What to produce: List each line in the rows below that contains the string "stone". Matching is case-sensitive.

┄┄┄┄┄┄┄┄┄┄

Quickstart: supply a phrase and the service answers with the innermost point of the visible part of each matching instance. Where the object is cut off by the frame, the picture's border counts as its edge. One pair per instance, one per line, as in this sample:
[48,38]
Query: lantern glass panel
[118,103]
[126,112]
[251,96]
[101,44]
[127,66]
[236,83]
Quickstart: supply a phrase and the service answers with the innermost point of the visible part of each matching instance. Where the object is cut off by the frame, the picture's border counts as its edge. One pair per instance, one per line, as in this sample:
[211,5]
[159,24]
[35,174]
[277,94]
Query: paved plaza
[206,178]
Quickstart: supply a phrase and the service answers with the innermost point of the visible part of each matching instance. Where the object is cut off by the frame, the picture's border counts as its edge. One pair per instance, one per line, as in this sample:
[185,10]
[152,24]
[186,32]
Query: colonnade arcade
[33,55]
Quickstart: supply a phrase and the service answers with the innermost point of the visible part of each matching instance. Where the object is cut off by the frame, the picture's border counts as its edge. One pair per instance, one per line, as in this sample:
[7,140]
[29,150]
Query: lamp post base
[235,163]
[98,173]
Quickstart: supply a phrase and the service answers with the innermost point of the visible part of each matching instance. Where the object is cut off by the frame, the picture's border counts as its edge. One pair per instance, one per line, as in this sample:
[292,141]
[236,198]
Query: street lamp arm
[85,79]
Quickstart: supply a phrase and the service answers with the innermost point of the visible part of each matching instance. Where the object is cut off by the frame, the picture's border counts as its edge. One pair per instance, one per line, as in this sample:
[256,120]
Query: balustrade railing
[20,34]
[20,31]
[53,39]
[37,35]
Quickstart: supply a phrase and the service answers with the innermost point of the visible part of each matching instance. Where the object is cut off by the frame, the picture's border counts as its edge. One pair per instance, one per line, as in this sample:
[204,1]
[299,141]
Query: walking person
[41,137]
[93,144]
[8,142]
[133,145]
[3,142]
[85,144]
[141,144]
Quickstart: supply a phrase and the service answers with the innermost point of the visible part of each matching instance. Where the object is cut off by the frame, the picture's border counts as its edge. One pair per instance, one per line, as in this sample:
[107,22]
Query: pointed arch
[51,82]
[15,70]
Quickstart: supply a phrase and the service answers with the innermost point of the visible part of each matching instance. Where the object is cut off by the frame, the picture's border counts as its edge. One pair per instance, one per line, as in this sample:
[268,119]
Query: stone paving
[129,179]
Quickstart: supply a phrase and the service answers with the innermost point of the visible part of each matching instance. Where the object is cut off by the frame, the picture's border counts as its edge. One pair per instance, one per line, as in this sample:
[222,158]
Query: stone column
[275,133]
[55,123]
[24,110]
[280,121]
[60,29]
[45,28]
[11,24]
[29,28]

┄┄┄┄┄┄┄┄┄┄

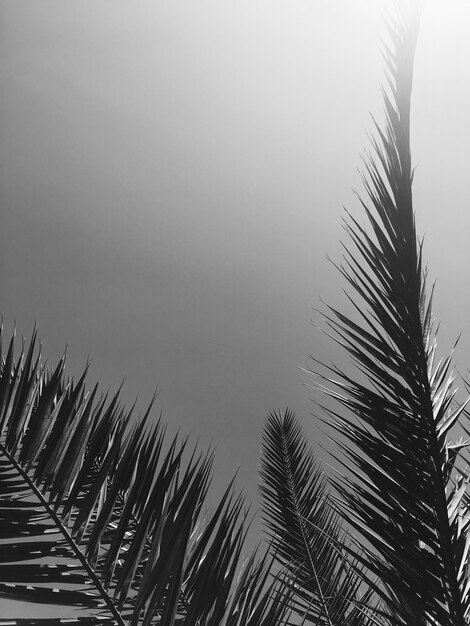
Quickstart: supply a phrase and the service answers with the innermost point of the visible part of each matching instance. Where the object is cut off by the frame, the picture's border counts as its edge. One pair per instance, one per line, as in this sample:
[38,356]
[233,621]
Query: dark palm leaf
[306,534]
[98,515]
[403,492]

┄┄┄┄┄┄┄┄┄┄

Exercise response:
Query: stone paving
Query: stone column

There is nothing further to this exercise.